+++ Entries supplied +++

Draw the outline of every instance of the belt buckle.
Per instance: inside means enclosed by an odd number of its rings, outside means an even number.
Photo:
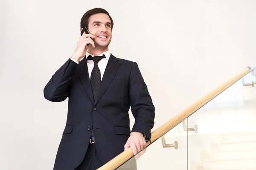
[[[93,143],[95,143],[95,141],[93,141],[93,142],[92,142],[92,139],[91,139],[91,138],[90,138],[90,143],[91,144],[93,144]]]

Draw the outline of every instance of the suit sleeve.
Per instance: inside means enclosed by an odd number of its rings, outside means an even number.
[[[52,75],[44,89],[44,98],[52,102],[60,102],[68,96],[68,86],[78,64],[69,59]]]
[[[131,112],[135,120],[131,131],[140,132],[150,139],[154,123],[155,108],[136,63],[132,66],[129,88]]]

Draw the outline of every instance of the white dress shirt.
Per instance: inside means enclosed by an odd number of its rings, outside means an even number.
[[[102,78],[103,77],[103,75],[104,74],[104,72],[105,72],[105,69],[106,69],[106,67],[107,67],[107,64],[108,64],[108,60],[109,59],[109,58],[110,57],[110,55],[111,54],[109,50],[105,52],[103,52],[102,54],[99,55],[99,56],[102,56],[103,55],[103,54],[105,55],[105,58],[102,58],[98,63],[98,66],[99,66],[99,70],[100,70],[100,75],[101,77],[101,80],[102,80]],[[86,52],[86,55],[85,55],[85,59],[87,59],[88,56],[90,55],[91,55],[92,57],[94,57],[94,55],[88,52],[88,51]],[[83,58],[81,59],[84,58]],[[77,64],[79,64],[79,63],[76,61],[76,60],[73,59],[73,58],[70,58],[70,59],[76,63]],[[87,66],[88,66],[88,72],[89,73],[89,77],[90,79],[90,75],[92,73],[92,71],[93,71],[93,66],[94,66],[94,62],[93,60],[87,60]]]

+++

- Your objective: Put the lines above into a numbered list, leaving out the blank lines and the pictures.

- Task result:
1. Draw the outline of every instance of the belt buckle.
2. Per instance: inside means enclosed by an odd number of its rings, outside means an even number.
3. Photo:
4. [[[93,143],[95,143],[95,141],[93,141],[93,142],[92,142],[92,139],[91,139],[91,138],[90,138],[90,143],[91,144],[93,144]]]
5. Draw the outline of every instance of the suit sleeve.
6. Per instance: inside means enclosed by an odd number of its rings, outside means an even number.
7. [[[52,75],[44,89],[44,98],[52,102],[60,102],[68,96],[68,86],[78,64],[69,59]]]
8. [[[131,112],[135,120],[131,131],[140,132],[150,139],[154,123],[155,108],[136,63],[132,66],[129,88]]]
9. Draw the outline of every instance of the white dress shirt.
10. Per instance: inside means enclosed by an odd number of its rings, outside means an even number.
11. [[[102,78],[103,77],[103,75],[104,74],[104,72],[105,72],[105,69],[106,69],[106,67],[107,67],[107,64],[108,64],[108,60],[109,59],[109,58],[110,57],[110,55],[111,54],[109,50],[105,52],[103,52],[102,54],[99,55],[99,56],[102,56],[103,55],[103,54],[105,55],[105,58],[102,58],[98,63],[98,66],[99,66],[99,70],[100,70],[100,75],[101,77],[101,80],[102,80]],[[86,52],[86,55],[85,55],[85,59],[87,59],[88,56],[90,55],[91,55],[92,57],[94,57],[94,55],[88,52],[88,51]],[[83,58],[81,59],[84,58]],[[77,64],[79,64],[79,63],[76,61],[76,60],[73,59],[73,58],[70,58],[70,59],[76,63]],[[87,66],[88,66],[88,72],[89,73],[89,77],[90,79],[90,75],[92,73],[92,71],[93,71],[93,66],[94,66],[94,62],[93,60],[87,60]]]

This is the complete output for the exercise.